Pull out every line in the material below that contains the string "trunk" and copy each one in full.

START Raw records

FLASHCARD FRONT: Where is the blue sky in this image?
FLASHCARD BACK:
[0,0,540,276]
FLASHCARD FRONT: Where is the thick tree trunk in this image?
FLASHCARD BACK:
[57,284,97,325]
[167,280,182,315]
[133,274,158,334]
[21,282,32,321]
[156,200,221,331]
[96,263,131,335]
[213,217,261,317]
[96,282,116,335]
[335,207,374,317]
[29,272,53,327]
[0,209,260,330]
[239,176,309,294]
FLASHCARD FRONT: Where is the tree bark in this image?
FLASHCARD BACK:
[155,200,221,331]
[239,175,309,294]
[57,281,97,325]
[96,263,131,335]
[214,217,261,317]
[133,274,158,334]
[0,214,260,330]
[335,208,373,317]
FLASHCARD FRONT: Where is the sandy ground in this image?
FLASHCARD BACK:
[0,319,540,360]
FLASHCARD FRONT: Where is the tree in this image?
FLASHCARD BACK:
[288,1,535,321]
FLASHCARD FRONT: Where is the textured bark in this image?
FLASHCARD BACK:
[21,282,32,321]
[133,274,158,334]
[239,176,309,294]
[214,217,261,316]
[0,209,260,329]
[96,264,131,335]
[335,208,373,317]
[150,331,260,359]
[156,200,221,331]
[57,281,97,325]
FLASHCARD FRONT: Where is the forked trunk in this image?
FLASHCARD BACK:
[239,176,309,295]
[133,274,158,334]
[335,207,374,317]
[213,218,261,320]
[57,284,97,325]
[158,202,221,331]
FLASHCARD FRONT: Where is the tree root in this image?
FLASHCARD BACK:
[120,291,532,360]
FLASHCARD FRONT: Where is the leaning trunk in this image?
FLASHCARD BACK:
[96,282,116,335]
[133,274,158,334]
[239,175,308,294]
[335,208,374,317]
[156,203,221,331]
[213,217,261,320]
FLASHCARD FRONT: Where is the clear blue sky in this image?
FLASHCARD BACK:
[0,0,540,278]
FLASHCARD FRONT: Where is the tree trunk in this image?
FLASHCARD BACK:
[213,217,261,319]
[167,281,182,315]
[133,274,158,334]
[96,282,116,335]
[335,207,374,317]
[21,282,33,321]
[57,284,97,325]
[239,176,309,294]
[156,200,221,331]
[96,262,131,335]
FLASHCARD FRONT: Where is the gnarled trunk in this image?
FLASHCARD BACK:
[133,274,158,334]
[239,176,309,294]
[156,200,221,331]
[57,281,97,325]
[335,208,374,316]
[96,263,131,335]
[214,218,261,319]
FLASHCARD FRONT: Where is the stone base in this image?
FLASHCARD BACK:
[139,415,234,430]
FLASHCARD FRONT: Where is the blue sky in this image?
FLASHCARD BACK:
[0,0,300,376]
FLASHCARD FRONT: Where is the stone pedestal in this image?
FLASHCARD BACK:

END Raw records

### Answer to the exercise
FLASHCARD FRONT: Where is the thick tree trunk in this image?
FLASHCARD FRONT: Where is the forked trunk in this image?
FLASHCARD FRONT: Where is the leaning trunk in this image?
FLASHCARD FRONT: Where is the tree trunk in this image?
FLASHCARD FRONT: Where is the gnarled trunk in this image?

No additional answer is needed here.